Given passage:
Question

For an aircraft moving at 4 km altitude above mean sea level at a Mach number of 0.2, the ratio of equivalent air speed to true air speed is ............ (rounded off to 2 decimal places). The density of air at mean sea level is \(1.225 \,\text{kg/m}^3\) and at 4 km altitude is 
\(0.819 \,\text{kg/m}^3\).

Hint:

Equivalent Air Speed accounts for compressibility and density effects. For subsonic flight, the ratio $EAS/TAS = \sqrt{\rho/\rho_0}$ is commonly used.

Answer 1

Step 1: Definitions.
- True Air Speed (TAS): actual speed of aircraft through air. - Equivalent Air Speed (EAS): corrected for density, defined as: \[ V_{EAS} = V_{TAS} \sqrt{\frac{\rho}{\rho_0}} \] where \(\rho\) = actual density at altitude, \(\rho_0\) = reference density (sea level). Step 2: Ratio expression.
\[ \frac{V_{EAS}}{V_{TAS}} = \sqrt{\frac{\rho}{\rho_0}} \] Step 3: Substitution.
\[ \frac{V_{EAS}}{V_{TAS}} = \sqrt{\frac{0.819}{1.225}} = \sqrt{0.668} \] \[ \frac{V_{EAS}}{V_{TAS}} = 0.817 \approx 0.82 \] \[ \boxed{0.82} \]

Objective: From the airspeed problem, reproduce the part that opens with the words containing "Step 1: Definitions." and closes with "Step 3: Substitution.". The lines that come next play no part in this exercise.

Material:

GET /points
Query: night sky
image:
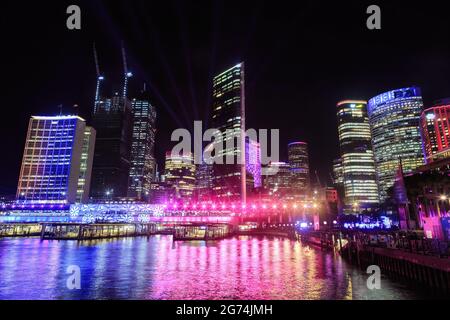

Correct output:
Step 1: Definitions.
- True Air Speed (TAS): actual speed of aircraft through air. - Equivalent Air Speed (EAS): corrected for density, defined as: \[ V_{EAS} = V_{TAS} \sqrt{\frac{\rho}{\rho_0}} \] where \(\rho\) = actual density at altitude, \(\rho_0\) = reference density (sea level). Step 2: Ratio expression.
\[ \frac{V_{EAS}}{V_{TAS}} = \sqrt{\frac{\rho}{\rho_0}} \] Step 3: Substitution.